=== Given problem ===
Exactly repeat the line that contains "Wanted | a point on the candle flame, one", then every line after it up to and including the final line.

---

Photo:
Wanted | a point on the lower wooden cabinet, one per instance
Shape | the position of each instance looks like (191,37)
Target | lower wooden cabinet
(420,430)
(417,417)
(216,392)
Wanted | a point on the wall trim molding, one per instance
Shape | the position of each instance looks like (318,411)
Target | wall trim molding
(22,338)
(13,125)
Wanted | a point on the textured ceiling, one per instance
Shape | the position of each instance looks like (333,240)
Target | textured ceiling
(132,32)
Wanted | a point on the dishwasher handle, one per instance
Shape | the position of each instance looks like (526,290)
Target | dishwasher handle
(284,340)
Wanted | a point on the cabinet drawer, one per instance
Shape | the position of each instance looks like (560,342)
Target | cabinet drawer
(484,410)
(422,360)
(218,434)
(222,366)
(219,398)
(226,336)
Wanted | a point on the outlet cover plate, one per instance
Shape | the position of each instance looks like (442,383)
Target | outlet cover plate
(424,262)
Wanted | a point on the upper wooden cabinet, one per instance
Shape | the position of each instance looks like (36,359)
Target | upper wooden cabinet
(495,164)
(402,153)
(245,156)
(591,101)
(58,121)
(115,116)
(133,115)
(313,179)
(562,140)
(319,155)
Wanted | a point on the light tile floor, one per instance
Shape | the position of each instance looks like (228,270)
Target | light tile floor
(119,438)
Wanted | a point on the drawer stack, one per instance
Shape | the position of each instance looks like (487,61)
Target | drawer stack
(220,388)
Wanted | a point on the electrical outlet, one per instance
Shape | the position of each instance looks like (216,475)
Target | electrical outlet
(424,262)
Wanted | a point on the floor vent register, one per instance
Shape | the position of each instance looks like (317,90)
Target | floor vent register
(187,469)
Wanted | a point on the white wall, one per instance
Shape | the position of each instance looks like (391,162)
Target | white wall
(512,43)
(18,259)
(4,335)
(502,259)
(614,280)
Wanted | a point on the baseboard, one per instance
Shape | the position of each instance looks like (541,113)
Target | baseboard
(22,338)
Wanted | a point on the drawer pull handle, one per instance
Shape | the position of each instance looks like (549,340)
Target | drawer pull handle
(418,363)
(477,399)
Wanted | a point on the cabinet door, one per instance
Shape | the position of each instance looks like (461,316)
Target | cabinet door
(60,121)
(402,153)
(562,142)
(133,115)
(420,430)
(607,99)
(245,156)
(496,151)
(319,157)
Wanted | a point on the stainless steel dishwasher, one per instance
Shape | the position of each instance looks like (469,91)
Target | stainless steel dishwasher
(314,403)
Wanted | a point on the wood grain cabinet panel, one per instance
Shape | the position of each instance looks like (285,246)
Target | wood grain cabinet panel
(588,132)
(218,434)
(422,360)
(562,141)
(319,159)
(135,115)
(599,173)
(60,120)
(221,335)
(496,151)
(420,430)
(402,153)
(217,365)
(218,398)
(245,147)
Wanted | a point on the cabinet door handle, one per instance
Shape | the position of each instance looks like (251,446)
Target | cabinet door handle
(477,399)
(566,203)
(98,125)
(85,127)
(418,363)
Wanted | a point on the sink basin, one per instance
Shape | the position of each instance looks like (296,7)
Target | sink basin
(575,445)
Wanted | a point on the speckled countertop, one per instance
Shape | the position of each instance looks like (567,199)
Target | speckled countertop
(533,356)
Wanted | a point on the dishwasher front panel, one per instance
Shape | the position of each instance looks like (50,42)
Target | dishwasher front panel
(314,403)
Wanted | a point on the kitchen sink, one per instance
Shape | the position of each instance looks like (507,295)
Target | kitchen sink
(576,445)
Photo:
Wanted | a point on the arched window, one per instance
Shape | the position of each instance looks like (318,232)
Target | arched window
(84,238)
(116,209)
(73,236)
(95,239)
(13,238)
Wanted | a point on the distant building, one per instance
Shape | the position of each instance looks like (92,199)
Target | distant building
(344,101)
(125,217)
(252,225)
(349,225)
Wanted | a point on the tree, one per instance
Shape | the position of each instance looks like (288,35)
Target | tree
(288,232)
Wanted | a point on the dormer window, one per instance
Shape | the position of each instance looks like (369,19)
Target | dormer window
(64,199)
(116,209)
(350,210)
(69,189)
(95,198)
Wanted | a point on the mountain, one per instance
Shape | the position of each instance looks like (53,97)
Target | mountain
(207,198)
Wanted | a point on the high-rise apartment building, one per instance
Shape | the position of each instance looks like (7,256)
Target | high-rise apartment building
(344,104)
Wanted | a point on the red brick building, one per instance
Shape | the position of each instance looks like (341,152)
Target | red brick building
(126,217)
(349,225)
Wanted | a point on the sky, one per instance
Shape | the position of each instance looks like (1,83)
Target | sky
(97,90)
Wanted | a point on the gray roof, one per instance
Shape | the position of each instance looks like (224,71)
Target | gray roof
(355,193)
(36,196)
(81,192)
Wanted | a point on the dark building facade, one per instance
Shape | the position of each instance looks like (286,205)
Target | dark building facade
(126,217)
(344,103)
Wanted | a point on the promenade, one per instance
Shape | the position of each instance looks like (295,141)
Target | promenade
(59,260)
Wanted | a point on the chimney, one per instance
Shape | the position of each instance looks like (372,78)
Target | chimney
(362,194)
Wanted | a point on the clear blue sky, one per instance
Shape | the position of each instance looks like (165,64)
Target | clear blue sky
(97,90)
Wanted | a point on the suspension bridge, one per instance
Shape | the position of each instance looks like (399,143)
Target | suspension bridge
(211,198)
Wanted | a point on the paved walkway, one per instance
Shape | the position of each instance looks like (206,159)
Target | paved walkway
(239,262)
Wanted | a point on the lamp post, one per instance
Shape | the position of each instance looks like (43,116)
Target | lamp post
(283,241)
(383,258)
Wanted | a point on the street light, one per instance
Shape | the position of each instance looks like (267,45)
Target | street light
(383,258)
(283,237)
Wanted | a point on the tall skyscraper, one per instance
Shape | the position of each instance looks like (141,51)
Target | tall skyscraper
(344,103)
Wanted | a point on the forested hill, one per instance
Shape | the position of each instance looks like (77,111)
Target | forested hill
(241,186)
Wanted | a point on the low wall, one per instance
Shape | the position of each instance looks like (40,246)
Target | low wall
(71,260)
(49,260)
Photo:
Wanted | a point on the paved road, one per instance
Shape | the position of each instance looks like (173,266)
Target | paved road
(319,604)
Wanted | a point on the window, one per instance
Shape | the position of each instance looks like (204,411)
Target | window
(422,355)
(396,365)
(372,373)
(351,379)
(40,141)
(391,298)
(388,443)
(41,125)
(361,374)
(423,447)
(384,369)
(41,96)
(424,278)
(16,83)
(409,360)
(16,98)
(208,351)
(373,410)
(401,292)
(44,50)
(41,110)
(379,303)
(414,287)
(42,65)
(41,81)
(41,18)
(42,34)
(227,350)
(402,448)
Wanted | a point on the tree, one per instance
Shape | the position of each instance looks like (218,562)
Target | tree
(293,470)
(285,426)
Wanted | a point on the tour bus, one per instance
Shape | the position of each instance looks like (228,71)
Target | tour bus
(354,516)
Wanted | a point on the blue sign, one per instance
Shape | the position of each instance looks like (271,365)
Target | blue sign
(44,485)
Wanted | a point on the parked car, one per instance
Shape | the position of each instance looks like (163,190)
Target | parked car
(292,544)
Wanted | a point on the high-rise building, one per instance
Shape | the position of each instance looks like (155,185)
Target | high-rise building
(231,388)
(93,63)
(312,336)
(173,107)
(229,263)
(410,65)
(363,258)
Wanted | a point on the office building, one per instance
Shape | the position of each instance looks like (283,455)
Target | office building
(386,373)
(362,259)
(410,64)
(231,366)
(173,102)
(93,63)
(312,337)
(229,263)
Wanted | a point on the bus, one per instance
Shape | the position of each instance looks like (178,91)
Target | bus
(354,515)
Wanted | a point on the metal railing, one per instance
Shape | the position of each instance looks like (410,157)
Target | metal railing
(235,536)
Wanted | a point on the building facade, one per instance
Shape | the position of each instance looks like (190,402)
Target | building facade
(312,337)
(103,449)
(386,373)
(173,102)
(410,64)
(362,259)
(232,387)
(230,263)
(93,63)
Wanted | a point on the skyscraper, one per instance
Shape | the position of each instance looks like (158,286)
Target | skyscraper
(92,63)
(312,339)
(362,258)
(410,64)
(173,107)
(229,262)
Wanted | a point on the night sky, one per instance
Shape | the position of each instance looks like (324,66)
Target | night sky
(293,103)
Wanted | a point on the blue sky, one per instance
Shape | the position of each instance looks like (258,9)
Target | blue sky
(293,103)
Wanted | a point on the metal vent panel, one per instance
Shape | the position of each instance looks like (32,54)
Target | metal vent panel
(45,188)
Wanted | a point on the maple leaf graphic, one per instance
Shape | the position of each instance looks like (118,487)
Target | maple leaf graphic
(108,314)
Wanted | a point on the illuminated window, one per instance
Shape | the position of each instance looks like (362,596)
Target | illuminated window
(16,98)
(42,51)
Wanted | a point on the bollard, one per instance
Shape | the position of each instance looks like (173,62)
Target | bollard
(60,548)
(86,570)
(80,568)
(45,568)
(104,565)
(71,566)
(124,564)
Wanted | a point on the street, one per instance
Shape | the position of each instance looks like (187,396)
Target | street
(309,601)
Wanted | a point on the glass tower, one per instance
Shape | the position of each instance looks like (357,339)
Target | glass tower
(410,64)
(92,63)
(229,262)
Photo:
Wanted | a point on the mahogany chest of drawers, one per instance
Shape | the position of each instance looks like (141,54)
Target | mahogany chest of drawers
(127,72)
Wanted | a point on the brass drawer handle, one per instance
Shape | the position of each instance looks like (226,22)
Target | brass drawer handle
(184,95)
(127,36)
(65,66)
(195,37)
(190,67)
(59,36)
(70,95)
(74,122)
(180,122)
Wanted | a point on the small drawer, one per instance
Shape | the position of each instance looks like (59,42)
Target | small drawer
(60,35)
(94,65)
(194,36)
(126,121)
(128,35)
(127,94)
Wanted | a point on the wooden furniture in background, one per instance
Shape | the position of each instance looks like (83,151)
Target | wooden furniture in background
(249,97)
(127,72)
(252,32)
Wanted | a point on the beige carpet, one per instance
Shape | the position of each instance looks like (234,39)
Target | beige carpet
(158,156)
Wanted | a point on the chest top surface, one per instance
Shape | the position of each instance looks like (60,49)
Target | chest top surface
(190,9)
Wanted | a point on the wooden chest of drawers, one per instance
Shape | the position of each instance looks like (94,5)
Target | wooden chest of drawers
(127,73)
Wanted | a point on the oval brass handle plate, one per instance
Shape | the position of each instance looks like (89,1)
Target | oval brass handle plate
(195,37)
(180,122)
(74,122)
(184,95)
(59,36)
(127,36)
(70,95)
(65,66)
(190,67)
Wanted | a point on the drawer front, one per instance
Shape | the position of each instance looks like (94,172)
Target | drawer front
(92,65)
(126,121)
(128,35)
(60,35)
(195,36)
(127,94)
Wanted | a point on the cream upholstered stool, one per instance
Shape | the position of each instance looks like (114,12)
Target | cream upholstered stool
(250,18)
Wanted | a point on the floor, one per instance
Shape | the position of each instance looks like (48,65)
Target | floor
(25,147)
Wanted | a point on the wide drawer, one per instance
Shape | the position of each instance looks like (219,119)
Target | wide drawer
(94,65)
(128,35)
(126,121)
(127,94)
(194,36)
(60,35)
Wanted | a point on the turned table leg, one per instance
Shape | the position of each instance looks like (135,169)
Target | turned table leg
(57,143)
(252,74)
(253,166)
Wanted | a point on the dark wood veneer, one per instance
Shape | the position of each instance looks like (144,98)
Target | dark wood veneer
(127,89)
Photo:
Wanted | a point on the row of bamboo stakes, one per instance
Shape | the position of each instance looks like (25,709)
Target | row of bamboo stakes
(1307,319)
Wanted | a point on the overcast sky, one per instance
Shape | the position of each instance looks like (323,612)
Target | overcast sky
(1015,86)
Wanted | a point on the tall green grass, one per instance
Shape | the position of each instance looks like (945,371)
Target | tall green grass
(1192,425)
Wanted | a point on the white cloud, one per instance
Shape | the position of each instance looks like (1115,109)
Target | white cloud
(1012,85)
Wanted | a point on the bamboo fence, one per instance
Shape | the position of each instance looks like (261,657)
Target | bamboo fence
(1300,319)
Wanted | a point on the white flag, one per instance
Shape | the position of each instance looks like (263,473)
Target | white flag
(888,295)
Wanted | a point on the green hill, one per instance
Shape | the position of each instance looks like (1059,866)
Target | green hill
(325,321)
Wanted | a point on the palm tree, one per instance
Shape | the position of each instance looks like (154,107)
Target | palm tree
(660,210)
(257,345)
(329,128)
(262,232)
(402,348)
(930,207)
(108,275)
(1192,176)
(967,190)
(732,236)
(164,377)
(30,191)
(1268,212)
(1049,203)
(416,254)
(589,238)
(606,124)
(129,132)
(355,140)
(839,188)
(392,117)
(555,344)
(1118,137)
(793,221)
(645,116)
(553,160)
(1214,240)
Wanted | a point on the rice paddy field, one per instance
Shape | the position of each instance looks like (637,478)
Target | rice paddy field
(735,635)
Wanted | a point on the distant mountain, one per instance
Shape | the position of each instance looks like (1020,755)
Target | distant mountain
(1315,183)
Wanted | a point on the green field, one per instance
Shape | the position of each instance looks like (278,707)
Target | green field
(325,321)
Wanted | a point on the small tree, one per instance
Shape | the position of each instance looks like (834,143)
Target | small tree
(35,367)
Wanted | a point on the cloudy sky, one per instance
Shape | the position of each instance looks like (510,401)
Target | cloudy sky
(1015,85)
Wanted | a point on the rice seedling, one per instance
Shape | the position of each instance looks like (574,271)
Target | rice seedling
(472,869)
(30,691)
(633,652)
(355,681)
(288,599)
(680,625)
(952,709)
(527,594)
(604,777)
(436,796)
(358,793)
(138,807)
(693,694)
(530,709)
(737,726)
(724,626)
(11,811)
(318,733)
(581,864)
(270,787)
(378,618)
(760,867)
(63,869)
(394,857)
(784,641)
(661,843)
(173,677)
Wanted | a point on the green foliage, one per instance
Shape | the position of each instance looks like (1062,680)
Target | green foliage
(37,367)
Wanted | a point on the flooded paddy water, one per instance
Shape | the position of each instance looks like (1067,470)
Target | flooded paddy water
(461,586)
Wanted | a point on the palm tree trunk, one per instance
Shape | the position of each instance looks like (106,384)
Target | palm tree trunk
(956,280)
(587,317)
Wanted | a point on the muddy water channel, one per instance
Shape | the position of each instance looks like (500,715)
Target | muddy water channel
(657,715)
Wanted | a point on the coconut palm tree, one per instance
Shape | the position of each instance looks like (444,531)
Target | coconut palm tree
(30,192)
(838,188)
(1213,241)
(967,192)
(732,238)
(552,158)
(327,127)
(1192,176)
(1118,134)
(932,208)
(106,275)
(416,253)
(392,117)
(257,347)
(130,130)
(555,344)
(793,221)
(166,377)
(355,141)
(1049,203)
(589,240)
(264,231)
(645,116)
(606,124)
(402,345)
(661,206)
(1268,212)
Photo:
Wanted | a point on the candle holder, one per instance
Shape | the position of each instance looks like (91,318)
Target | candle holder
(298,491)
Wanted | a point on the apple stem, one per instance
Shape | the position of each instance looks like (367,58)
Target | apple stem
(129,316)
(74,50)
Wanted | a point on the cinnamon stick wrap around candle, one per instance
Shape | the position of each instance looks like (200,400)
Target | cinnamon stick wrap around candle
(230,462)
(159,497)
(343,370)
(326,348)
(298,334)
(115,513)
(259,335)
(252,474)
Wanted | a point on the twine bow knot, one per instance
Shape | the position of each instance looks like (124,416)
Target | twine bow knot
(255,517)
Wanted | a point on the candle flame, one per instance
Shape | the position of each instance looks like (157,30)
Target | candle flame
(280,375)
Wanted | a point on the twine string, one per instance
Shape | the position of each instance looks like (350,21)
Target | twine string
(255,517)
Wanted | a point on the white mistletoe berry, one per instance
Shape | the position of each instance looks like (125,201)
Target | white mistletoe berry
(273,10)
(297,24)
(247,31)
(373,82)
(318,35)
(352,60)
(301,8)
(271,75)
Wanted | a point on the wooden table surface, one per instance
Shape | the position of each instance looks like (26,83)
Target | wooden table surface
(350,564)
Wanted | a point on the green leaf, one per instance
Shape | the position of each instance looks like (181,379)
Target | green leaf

---

=== Answer to this exercise ===
Wanted | a point on the candle flame, one per instance
Shape | the position of each instance looks like (157,30)
Target | candle flame
(280,375)
Wanted | a point on the twine string, one per instance
Shape | the position of each instance looks like (350,21)
Target | twine string
(255,517)
Wanted | a point on the white mistletoe berry, one per instance
Shape | the position of each instance looks like (125,201)
Target | white mistletoe berry
(273,10)
(297,24)
(247,31)
(373,82)
(318,35)
(352,60)
(301,8)
(271,75)
Wanted | a point on the wooden table surface, one per instance
Shape | the position of each instance looks like (26,83)
Target | wooden table surface
(350,564)
Wanted | a point on the green leaf, one per instance
Shape | the position of each instance looks like (181,379)
Target | green leaf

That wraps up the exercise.